[Items listed in a dataset]
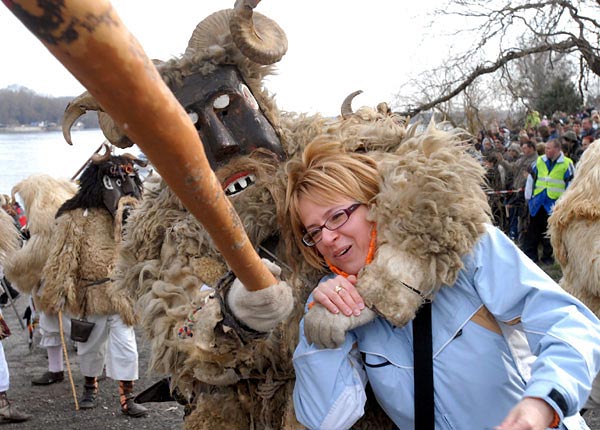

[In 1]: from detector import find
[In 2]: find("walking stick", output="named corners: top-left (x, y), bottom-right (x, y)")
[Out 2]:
top-left (58, 310), bottom-right (79, 411)
top-left (3, 0), bottom-right (276, 293)
top-left (0, 278), bottom-right (24, 330)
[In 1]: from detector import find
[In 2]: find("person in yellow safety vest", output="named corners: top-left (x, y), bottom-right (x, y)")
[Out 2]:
top-left (523, 139), bottom-right (574, 264)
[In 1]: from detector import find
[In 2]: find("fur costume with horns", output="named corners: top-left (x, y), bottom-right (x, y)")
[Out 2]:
top-left (62, 6), bottom-right (334, 427)
top-left (77, 3), bottom-right (487, 428)
top-left (548, 141), bottom-right (600, 316)
top-left (40, 153), bottom-right (142, 324)
top-left (2, 175), bottom-right (77, 313)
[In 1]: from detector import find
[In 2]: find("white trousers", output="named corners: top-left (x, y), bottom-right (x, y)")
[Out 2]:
top-left (39, 312), bottom-right (71, 348)
top-left (76, 314), bottom-right (139, 381)
top-left (0, 341), bottom-right (8, 392)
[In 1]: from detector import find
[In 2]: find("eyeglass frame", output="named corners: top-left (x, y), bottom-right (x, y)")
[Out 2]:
top-left (301, 203), bottom-right (363, 247)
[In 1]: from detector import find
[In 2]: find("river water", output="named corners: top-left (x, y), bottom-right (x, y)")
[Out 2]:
top-left (0, 129), bottom-right (117, 196)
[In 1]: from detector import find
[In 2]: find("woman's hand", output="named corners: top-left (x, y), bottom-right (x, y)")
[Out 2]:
top-left (313, 275), bottom-right (365, 316)
top-left (495, 397), bottom-right (556, 430)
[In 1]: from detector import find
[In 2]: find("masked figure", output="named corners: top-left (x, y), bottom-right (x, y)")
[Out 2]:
top-left (39, 147), bottom-right (149, 417)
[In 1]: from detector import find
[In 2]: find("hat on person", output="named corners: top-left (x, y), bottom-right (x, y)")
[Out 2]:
top-left (508, 143), bottom-right (521, 154)
top-left (563, 130), bottom-right (578, 143)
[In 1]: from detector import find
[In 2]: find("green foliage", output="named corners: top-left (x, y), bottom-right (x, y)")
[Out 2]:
top-left (534, 76), bottom-right (582, 117)
top-left (0, 86), bottom-right (98, 128)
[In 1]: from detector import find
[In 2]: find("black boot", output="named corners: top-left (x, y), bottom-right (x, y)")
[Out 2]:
top-left (32, 370), bottom-right (64, 386)
top-left (119, 380), bottom-right (148, 417)
top-left (79, 377), bottom-right (98, 409)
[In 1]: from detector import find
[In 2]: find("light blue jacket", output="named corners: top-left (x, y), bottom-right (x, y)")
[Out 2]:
top-left (293, 225), bottom-right (600, 430)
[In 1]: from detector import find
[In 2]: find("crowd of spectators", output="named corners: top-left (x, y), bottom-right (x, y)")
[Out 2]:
top-left (472, 106), bottom-right (600, 262)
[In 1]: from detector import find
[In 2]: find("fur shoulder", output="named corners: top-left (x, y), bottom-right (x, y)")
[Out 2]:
top-left (359, 123), bottom-right (491, 327)
top-left (373, 123), bottom-right (490, 278)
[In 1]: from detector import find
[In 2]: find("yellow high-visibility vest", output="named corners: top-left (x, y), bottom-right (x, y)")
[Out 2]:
top-left (533, 156), bottom-right (573, 200)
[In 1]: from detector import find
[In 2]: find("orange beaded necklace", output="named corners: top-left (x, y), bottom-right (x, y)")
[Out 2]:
top-left (325, 224), bottom-right (377, 278)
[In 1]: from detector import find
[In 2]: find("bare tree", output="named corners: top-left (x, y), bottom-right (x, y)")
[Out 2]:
top-left (394, 0), bottom-right (600, 118)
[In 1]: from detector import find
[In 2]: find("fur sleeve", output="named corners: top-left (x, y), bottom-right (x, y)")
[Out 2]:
top-left (40, 213), bottom-right (82, 312)
top-left (4, 234), bottom-right (47, 295)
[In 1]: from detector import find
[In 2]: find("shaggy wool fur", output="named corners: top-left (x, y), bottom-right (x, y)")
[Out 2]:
top-left (3, 175), bottom-right (77, 310)
top-left (40, 205), bottom-right (135, 324)
top-left (548, 141), bottom-right (600, 315)
top-left (359, 123), bottom-right (491, 327)
top-left (0, 210), bottom-right (19, 266)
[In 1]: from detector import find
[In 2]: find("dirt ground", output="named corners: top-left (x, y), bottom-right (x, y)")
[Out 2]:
top-left (2, 266), bottom-right (600, 430)
top-left (0, 296), bottom-right (184, 429)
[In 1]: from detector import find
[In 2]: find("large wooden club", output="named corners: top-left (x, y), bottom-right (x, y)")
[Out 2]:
top-left (3, 0), bottom-right (277, 292)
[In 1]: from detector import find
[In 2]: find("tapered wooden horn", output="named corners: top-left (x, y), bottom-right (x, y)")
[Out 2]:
top-left (3, 0), bottom-right (276, 291)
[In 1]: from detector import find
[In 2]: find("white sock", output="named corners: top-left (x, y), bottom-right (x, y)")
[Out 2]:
top-left (47, 345), bottom-right (63, 372)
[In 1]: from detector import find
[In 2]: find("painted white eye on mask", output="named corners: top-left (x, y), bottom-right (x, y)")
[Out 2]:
top-left (188, 111), bottom-right (199, 125)
top-left (240, 84), bottom-right (259, 110)
top-left (102, 175), bottom-right (114, 190)
top-left (213, 94), bottom-right (230, 110)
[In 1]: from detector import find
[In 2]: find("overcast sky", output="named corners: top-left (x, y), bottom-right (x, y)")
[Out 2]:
top-left (0, 1), bottom-right (449, 116)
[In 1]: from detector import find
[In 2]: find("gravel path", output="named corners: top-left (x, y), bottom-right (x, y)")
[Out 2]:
top-left (0, 295), bottom-right (184, 429)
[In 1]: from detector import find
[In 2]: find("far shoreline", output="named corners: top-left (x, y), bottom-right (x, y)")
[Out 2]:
top-left (0, 125), bottom-right (99, 133)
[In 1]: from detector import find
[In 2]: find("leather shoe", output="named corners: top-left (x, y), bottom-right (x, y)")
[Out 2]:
top-left (0, 403), bottom-right (30, 422)
top-left (32, 370), bottom-right (64, 386)
top-left (121, 395), bottom-right (148, 417)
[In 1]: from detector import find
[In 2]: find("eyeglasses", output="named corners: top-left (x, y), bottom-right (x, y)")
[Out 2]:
top-left (301, 203), bottom-right (363, 247)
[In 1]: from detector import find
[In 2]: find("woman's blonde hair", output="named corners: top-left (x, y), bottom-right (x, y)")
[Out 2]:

[Exercise aim] Among the lines of the data, find every one that holds "vest" and copy it.

[Answer to the exercise]
[In 2]: find("person in yellow safety vest", output="named corners: top-left (x, y), bottom-right (x, y)")
[In 2]: find("yellow high-visibility vest", output="named corners: top-left (x, y), bottom-right (x, y)")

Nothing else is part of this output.